*Data to process*
——

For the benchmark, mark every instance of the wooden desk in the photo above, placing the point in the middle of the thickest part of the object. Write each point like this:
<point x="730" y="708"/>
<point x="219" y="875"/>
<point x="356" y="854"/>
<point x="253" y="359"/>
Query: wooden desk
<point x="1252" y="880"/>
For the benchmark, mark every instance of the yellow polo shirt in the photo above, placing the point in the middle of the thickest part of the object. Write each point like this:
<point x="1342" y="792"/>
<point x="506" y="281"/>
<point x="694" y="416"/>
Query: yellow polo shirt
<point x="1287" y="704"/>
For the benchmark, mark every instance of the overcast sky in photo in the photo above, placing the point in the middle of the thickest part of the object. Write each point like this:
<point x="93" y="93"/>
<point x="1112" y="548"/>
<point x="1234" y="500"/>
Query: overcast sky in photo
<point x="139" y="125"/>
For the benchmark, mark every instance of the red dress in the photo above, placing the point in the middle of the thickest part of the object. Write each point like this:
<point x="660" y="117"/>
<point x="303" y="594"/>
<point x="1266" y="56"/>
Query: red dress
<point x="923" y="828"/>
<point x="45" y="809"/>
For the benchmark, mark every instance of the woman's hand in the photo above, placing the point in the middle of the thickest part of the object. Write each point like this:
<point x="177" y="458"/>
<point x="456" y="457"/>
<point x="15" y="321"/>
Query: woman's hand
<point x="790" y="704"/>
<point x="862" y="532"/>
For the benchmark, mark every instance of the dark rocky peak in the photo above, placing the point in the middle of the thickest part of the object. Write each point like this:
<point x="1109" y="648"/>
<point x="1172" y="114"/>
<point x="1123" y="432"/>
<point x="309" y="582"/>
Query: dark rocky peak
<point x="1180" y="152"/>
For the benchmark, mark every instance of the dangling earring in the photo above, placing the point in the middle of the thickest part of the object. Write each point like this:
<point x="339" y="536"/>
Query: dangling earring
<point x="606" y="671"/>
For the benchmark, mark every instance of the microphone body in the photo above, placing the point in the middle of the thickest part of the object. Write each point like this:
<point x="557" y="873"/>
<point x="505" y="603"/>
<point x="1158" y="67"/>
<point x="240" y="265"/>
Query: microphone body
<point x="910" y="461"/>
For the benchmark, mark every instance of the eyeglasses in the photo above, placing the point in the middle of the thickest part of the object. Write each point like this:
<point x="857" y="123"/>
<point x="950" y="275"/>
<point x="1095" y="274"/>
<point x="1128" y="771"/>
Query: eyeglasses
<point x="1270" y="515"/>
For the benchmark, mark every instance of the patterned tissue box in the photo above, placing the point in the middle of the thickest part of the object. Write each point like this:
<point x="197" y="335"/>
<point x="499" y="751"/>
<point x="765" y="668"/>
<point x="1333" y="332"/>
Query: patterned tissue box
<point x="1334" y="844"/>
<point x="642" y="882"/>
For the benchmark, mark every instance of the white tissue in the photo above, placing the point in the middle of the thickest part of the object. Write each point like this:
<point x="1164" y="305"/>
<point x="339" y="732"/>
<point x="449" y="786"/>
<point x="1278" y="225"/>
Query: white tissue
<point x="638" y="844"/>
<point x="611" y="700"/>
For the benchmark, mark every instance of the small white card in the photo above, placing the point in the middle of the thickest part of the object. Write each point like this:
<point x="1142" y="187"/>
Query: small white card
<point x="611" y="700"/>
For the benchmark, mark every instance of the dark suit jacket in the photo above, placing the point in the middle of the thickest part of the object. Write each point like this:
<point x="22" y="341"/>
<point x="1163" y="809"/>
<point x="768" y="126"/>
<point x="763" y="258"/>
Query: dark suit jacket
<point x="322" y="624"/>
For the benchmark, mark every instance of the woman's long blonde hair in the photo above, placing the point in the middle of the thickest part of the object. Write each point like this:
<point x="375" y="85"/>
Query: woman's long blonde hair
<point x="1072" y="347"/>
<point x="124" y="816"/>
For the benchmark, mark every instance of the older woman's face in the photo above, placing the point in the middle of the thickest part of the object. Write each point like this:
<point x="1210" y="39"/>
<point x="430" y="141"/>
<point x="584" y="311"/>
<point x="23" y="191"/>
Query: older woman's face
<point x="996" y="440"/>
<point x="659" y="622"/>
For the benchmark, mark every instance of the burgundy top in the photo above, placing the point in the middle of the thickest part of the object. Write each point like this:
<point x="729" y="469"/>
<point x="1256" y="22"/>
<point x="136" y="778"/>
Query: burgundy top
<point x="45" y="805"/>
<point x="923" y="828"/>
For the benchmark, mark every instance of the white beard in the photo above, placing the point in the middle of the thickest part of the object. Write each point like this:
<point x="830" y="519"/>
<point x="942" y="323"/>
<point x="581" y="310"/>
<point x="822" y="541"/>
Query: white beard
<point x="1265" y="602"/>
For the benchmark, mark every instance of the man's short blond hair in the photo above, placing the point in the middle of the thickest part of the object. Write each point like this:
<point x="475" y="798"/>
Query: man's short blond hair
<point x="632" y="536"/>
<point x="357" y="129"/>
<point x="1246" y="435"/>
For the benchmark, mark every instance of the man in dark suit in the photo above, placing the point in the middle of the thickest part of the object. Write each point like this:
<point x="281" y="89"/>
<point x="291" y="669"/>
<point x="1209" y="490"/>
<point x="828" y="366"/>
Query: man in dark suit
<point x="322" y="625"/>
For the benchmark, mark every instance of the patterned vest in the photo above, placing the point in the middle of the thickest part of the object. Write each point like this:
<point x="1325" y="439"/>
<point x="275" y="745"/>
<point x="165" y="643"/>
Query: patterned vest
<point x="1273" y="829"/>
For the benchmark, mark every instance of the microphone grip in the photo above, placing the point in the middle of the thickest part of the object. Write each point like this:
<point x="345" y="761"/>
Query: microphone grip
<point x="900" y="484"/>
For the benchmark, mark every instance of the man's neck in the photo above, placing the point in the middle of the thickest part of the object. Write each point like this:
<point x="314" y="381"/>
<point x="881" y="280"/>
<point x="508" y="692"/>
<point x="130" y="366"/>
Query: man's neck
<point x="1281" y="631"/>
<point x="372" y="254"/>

——

Copy out the stretch of lines from the one containing "For the benchmark, mark every instance of the man's neck" through the one containing "Query: man's neck", reproducing each line word for word.

For the benchmark, mark every instance of the man's neck in the photo above, placing the point in the middle of the thickest part of the object. Write each point like this:
<point x="314" y="381"/>
<point x="881" y="280"/>
<point x="508" y="692"/>
<point x="130" y="366"/>
Query: man's neck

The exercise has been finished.